WHAT YOU WILL DO | Reproduce the records word for word, starting at the line that contains "Target: black grizzlies jersey" and stopping after the final line of the records. Leave the pictures out of your answer.

RECORDS SHOWN |
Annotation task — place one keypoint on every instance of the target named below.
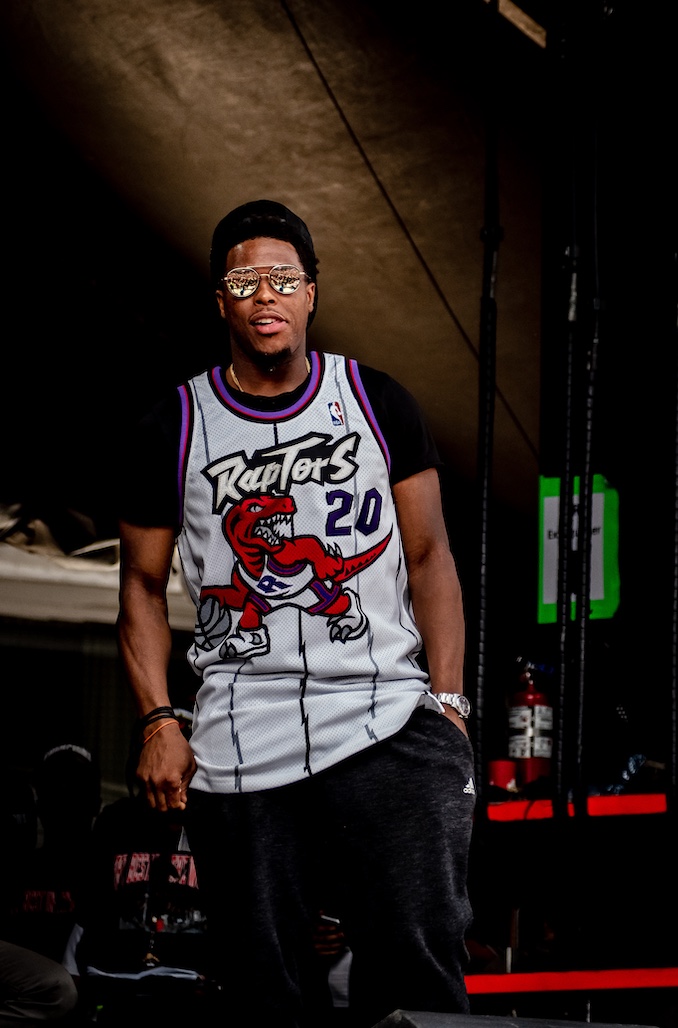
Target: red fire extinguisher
(530, 727)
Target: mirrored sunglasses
(284, 279)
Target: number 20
(368, 518)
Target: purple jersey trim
(183, 445)
(359, 390)
(229, 400)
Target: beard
(269, 363)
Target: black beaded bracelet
(156, 714)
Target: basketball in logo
(212, 623)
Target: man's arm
(435, 586)
(165, 765)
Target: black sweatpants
(382, 839)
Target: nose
(265, 293)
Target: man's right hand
(165, 768)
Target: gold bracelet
(159, 729)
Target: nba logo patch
(336, 413)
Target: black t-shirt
(148, 474)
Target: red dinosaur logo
(273, 568)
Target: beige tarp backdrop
(369, 123)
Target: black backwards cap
(262, 218)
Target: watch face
(463, 706)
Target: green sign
(604, 568)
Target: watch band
(457, 701)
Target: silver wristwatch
(458, 701)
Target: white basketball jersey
(304, 637)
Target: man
(303, 492)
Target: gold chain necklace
(236, 380)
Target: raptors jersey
(304, 637)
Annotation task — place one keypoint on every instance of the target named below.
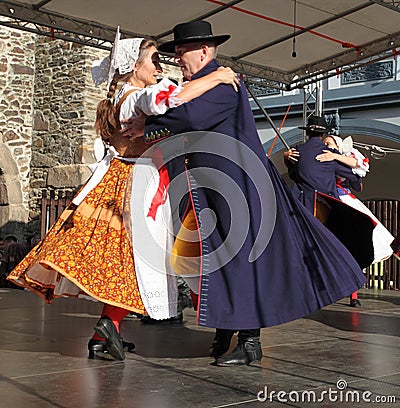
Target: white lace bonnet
(345, 146)
(124, 55)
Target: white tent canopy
(330, 35)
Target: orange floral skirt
(87, 251)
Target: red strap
(161, 194)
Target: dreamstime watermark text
(339, 394)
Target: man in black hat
(253, 236)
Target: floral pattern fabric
(87, 251)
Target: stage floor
(339, 352)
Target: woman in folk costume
(91, 250)
(382, 238)
(347, 154)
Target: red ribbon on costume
(164, 95)
(162, 190)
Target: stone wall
(17, 69)
(48, 105)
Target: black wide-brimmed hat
(316, 124)
(194, 31)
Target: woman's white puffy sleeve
(157, 99)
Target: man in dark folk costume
(315, 186)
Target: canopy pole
(264, 112)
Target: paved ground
(338, 355)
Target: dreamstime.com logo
(340, 394)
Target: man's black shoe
(171, 320)
(245, 353)
(98, 348)
(105, 328)
(221, 343)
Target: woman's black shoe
(98, 347)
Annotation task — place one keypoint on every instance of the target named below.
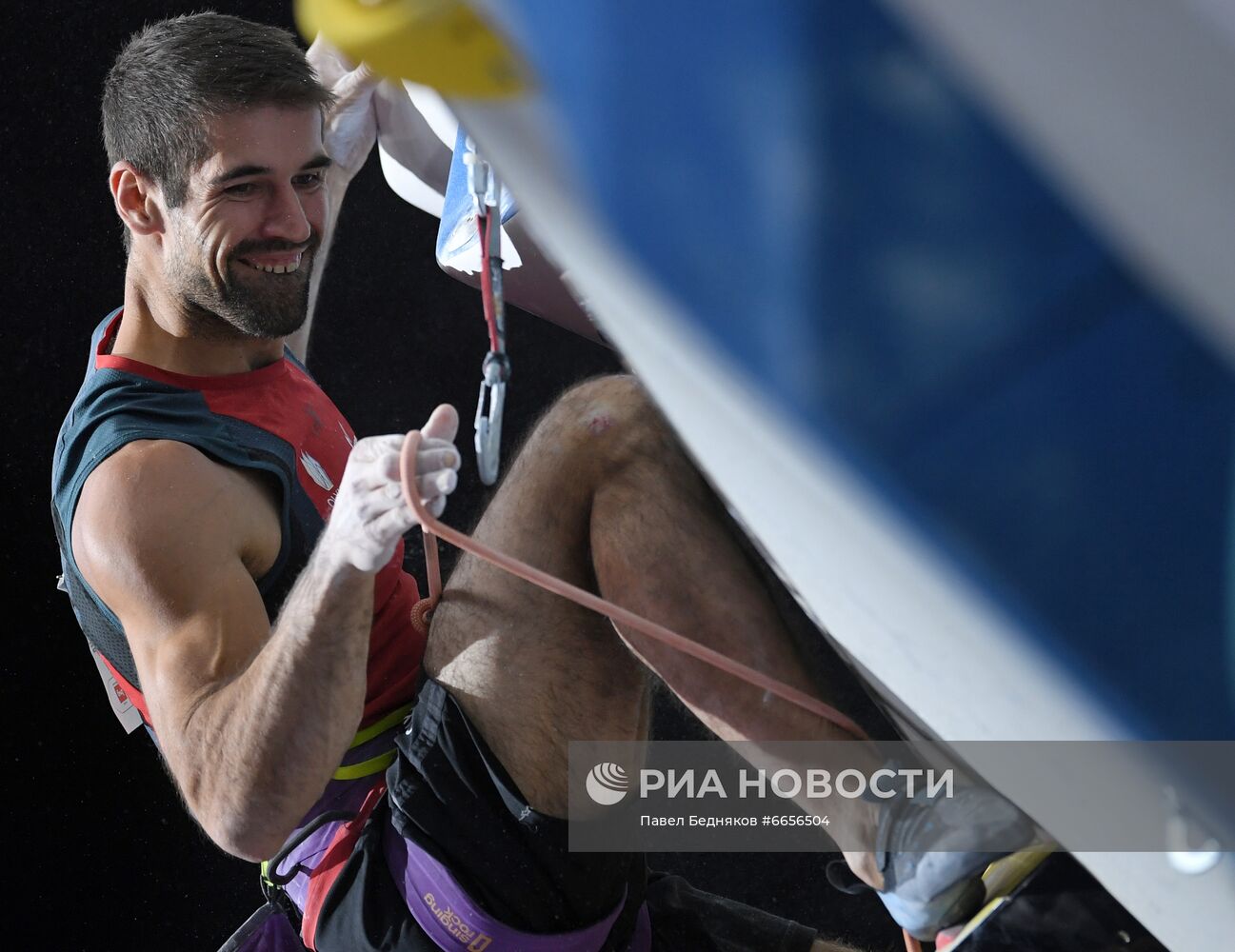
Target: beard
(248, 302)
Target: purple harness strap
(452, 919)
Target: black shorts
(448, 793)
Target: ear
(138, 202)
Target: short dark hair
(174, 75)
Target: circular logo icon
(607, 783)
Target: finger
(432, 460)
(393, 523)
(442, 424)
(437, 483)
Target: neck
(157, 331)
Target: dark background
(107, 857)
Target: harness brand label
(477, 940)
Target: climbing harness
(495, 370)
(433, 528)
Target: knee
(609, 418)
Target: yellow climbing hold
(440, 44)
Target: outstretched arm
(252, 718)
(349, 131)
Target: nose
(286, 216)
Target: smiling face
(240, 250)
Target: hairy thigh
(531, 669)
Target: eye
(309, 179)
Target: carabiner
(488, 425)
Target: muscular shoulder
(157, 509)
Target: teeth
(277, 268)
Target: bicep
(156, 537)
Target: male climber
(235, 553)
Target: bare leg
(603, 497)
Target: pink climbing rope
(435, 528)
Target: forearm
(262, 747)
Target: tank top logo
(315, 470)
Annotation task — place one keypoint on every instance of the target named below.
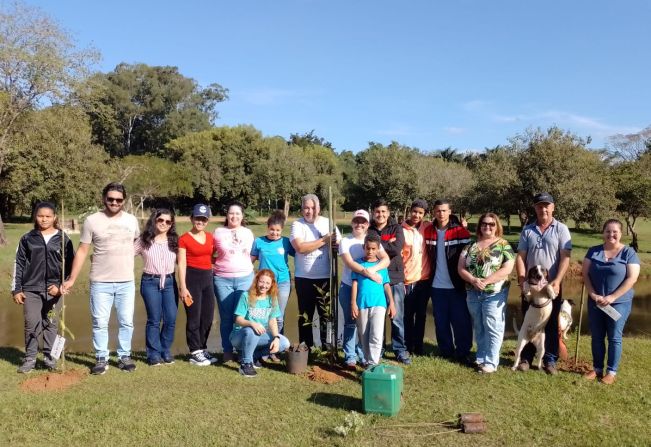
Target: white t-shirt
(316, 264)
(442, 275)
(112, 239)
(355, 248)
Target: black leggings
(308, 298)
(200, 314)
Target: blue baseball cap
(201, 210)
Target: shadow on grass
(338, 401)
(12, 355)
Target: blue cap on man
(201, 210)
(543, 197)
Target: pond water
(78, 319)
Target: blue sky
(428, 74)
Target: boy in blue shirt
(369, 302)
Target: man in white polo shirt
(111, 232)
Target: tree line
(65, 131)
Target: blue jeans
(161, 305)
(251, 345)
(352, 349)
(284, 289)
(228, 292)
(488, 311)
(104, 295)
(452, 321)
(602, 326)
(398, 322)
(416, 298)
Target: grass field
(185, 405)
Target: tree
(558, 162)
(53, 159)
(496, 186)
(221, 161)
(633, 180)
(137, 109)
(148, 177)
(387, 172)
(39, 64)
(439, 178)
(630, 147)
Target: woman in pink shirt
(232, 269)
(158, 246)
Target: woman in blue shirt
(272, 251)
(609, 272)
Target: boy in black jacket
(37, 282)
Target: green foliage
(558, 162)
(137, 109)
(52, 158)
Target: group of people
(389, 269)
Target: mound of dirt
(326, 376)
(53, 381)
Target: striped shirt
(158, 258)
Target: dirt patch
(328, 375)
(53, 381)
(580, 367)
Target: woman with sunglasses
(158, 245)
(485, 265)
(232, 270)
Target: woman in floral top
(485, 266)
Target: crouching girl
(255, 333)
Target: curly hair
(149, 233)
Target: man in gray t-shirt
(546, 242)
(111, 232)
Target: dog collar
(540, 306)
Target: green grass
(186, 405)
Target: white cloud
(455, 130)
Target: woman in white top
(158, 245)
(232, 269)
(310, 238)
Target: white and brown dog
(539, 294)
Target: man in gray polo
(546, 242)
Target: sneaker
(101, 366)
(28, 365)
(608, 379)
(210, 358)
(247, 370)
(523, 366)
(198, 358)
(50, 363)
(126, 364)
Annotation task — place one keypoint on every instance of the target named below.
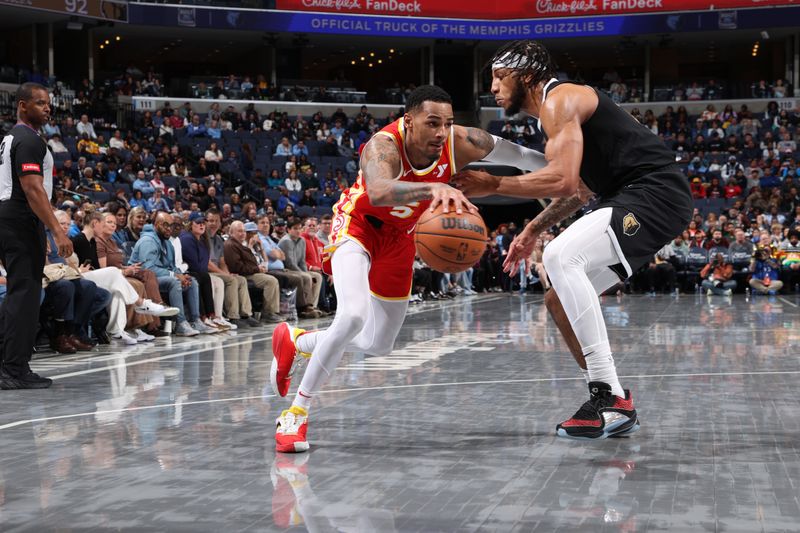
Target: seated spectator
(293, 185)
(214, 130)
(196, 128)
(764, 267)
(240, 260)
(769, 180)
(330, 148)
(117, 141)
(712, 91)
(790, 258)
(237, 305)
(56, 145)
(309, 181)
(72, 304)
(213, 157)
(138, 200)
(156, 202)
(694, 92)
(308, 199)
(709, 113)
(51, 128)
(714, 189)
(274, 256)
(661, 272)
(732, 189)
(144, 281)
(87, 147)
(294, 249)
(154, 251)
(196, 253)
(84, 127)
(717, 276)
(300, 149)
(143, 184)
(314, 248)
(284, 148)
(156, 182)
(779, 90)
(112, 280)
(697, 188)
(716, 241)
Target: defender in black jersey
(26, 185)
(594, 149)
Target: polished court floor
(452, 432)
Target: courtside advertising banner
(503, 9)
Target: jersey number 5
(404, 211)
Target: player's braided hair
(25, 91)
(426, 93)
(530, 59)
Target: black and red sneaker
(604, 415)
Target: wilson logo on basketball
(461, 223)
(463, 248)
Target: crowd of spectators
(230, 209)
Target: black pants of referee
(22, 251)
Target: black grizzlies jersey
(617, 149)
(22, 152)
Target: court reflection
(294, 502)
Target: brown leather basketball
(450, 242)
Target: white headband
(510, 60)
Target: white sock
(600, 367)
(308, 341)
(302, 400)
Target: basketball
(450, 242)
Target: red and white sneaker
(284, 357)
(290, 433)
(603, 415)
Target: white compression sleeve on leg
(508, 153)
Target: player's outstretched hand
(64, 244)
(475, 183)
(444, 195)
(521, 248)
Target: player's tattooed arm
(381, 166)
(472, 144)
(558, 210)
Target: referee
(26, 185)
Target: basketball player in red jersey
(405, 169)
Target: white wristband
(508, 153)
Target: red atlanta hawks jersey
(355, 200)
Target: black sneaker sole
(7, 383)
(629, 427)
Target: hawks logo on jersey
(354, 201)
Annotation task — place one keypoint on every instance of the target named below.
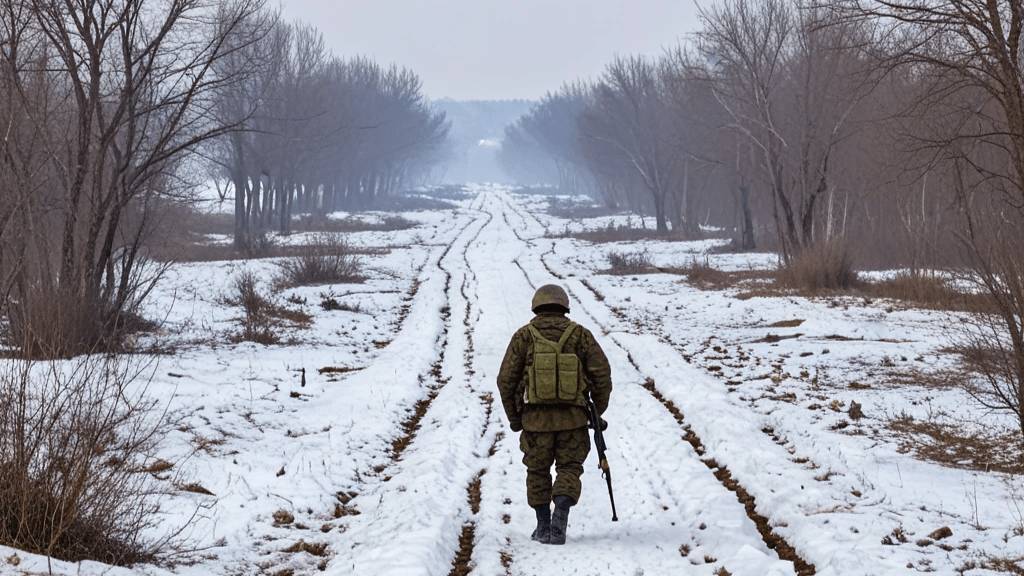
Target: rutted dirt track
(451, 491)
(663, 528)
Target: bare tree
(968, 55)
(114, 96)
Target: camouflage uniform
(553, 434)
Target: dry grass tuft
(74, 484)
(958, 447)
(262, 316)
(328, 259)
(826, 265)
(628, 263)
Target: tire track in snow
(411, 522)
(654, 494)
(772, 539)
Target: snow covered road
(392, 456)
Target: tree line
(112, 115)
(892, 129)
(321, 133)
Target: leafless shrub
(75, 445)
(617, 233)
(330, 301)
(328, 259)
(323, 223)
(930, 291)
(262, 317)
(572, 208)
(410, 203)
(700, 273)
(824, 265)
(958, 446)
(992, 343)
(45, 321)
(627, 263)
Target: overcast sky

THE OUTPUT |
Target: black grizzlies jersey
(617, 149)
(22, 152)
Target: court reflection
(294, 502)
Target: brown leather basketball
(450, 242)
Target: white headband
(510, 60)
Target: white sock
(600, 367)
(308, 341)
(302, 400)
Target: basketball
(450, 242)
Target: red and white sneaker
(284, 357)
(290, 433)
(603, 415)
Target: white compression sleeve on leg
(508, 153)
Target: player's outstretched hand
(64, 244)
(475, 183)
(444, 195)
(521, 248)
Target: player's tattooed arm
(381, 166)
(472, 144)
(558, 210)
Target: referee
(26, 185)
Target: basketball player in red jersey
(405, 169)
Target: white wristband
(508, 153)
Target: red atlanta hawks jersey
(355, 200)
Target: black sneaker sole
(7, 383)
(629, 427)
Target: hawks logo on jersey
(354, 201)
Annotation task — place one keypoint on every instance of the target named below.
Target: rutted dirt track
(451, 491)
(663, 528)
Target: bare tree
(968, 55)
(114, 96)
Target: camouflage uniform
(553, 434)
Target: dry grass tuft
(74, 484)
(958, 447)
(262, 316)
(328, 259)
(826, 265)
(628, 263)
Target: tire track in snow
(411, 522)
(654, 494)
(772, 539)
Target: snow covered road
(392, 456)
Target: tree line
(112, 115)
(892, 129)
(321, 133)
Target: leafless shrub
(75, 445)
(617, 233)
(330, 301)
(328, 259)
(323, 223)
(930, 291)
(262, 317)
(572, 208)
(410, 203)
(700, 273)
(824, 265)
(958, 446)
(992, 343)
(45, 321)
(627, 263)
Target: overcast sky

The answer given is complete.